• **What needs to be done**:
Give the entries again exactly, every one of them.

------ Records for this exercise ------

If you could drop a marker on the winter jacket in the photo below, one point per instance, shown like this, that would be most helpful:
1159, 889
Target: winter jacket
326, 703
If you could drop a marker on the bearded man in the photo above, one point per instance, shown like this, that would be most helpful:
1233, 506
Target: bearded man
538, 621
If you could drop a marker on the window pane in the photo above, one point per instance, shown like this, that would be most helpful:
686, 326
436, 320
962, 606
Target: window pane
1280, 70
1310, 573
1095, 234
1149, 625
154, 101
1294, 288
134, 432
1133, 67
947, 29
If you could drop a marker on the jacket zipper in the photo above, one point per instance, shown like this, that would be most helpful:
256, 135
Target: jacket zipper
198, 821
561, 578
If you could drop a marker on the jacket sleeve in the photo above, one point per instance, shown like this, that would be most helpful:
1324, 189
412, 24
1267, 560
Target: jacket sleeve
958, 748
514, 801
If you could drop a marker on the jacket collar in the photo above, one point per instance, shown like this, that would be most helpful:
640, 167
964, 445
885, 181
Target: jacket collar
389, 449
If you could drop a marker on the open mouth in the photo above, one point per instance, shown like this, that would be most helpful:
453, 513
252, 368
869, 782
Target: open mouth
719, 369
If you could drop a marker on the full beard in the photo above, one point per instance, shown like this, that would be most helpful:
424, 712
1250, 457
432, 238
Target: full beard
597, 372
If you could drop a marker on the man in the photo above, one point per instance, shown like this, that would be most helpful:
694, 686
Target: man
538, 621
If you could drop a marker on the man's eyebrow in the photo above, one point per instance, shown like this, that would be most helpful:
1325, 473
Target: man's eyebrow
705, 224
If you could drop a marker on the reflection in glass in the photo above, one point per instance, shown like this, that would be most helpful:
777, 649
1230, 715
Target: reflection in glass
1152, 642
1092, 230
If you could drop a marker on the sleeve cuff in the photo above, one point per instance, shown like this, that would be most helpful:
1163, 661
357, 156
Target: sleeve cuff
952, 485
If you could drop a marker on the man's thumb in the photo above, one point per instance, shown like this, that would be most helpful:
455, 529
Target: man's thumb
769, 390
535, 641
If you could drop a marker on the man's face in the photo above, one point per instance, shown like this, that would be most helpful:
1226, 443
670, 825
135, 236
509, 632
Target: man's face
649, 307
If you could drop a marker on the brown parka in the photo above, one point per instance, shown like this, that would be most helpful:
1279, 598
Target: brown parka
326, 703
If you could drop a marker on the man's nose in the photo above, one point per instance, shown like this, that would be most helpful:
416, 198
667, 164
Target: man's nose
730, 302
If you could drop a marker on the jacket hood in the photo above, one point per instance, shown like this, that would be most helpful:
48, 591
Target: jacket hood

------

• **Exercise result**:
If you could drop a marker on the winter jacket in the photo below, one point per instance, shown like this, that would be most helpful:
1159, 889
Target: winter jacket
326, 703
If you could drop a marker on the bearded man in the photo above, one point per instance, shown like this, that would be most helpful:
1233, 506
Target: bearded man
538, 621
If you could drop a marker on the window pane in the photo above, one point per instance, shown like this, that would be most helpful:
686, 326
436, 320
962, 606
Target: window pane
1280, 70
1310, 573
1095, 234
1149, 625
154, 101
1294, 288
134, 432
1133, 67
947, 29
If you could drop a marker on the jacket zipper in the photo above, one point per instance, shown like this, that would be most helpful:
256, 135
Target: jacket zipper
198, 821
561, 578
If you could drop a marker on the jacket sleeve in the photo above, one point per instance, shown like this, that would be most helpful:
1324, 189
412, 24
1267, 560
Target: jacket sleeve
958, 748
514, 801
If you could drop a marker on the jacket collar in the photo above, one point per instance, shown like this, that would be most helpful:
640, 167
964, 445
885, 181
Target: jacket collar
389, 449
If you could drop a marker on the open mouth in the photo above, one point per instance, shown like this, that would be most helpful:
453, 513
252, 368
869, 782
Target: open mouth
719, 369
If you could drop a marker on the full beard in the photo above, one point per instance, shown like this, that would be most helpful:
424, 712
1250, 457
432, 238
Target: full beard
597, 372
If you could drop a marker on the man in the photo above, one point per instance, shown like this, that would be most helpful:
694, 686
Target: man
538, 621
If you could drop a marker on the man's eyebrow in the photo above, one point per instance, shown like this, that would be most helpful:
1325, 473
Target: man's eyebrow
705, 224
If you could drop a marker on the reflection in glass in the photo above, one point per instance, shown like this, that would be most helpful:
777, 649
1230, 715
Target: reflection in glass
1152, 642
1092, 230
If you could drop a marker on the sleeve cuff in the photo above, one point per instance, shown like this, that would be most helpful:
1163, 661
357, 156
Target: sleeve cuff
952, 485
If you could drop a marker on the man's thumb in the photo above, one point per instance, shown like this, that would be most helpful:
455, 529
Target: man's thumb
769, 390
535, 641
If you could drop a marker on the man's face in the photo above, one point per instance, shown like this, that would be most helpful:
1226, 443
670, 825
135, 236
509, 632
Target: man's face
649, 307
If you could drop a marker on the brown parka in the photo above, one point per instance, shown like this, that would be most helpful:
1279, 598
Target: brown parka
326, 703
If you could drop a marker on the man's nose in the photo above, one point per instance, shown like this, that would be most helpful:
416, 198
667, 164
Target: man's nose
730, 302
If you could drop a marker on the jacket hood in the photo above, one point per instance, shown like this, that would be most helpful:
48, 591
Target: jacket hood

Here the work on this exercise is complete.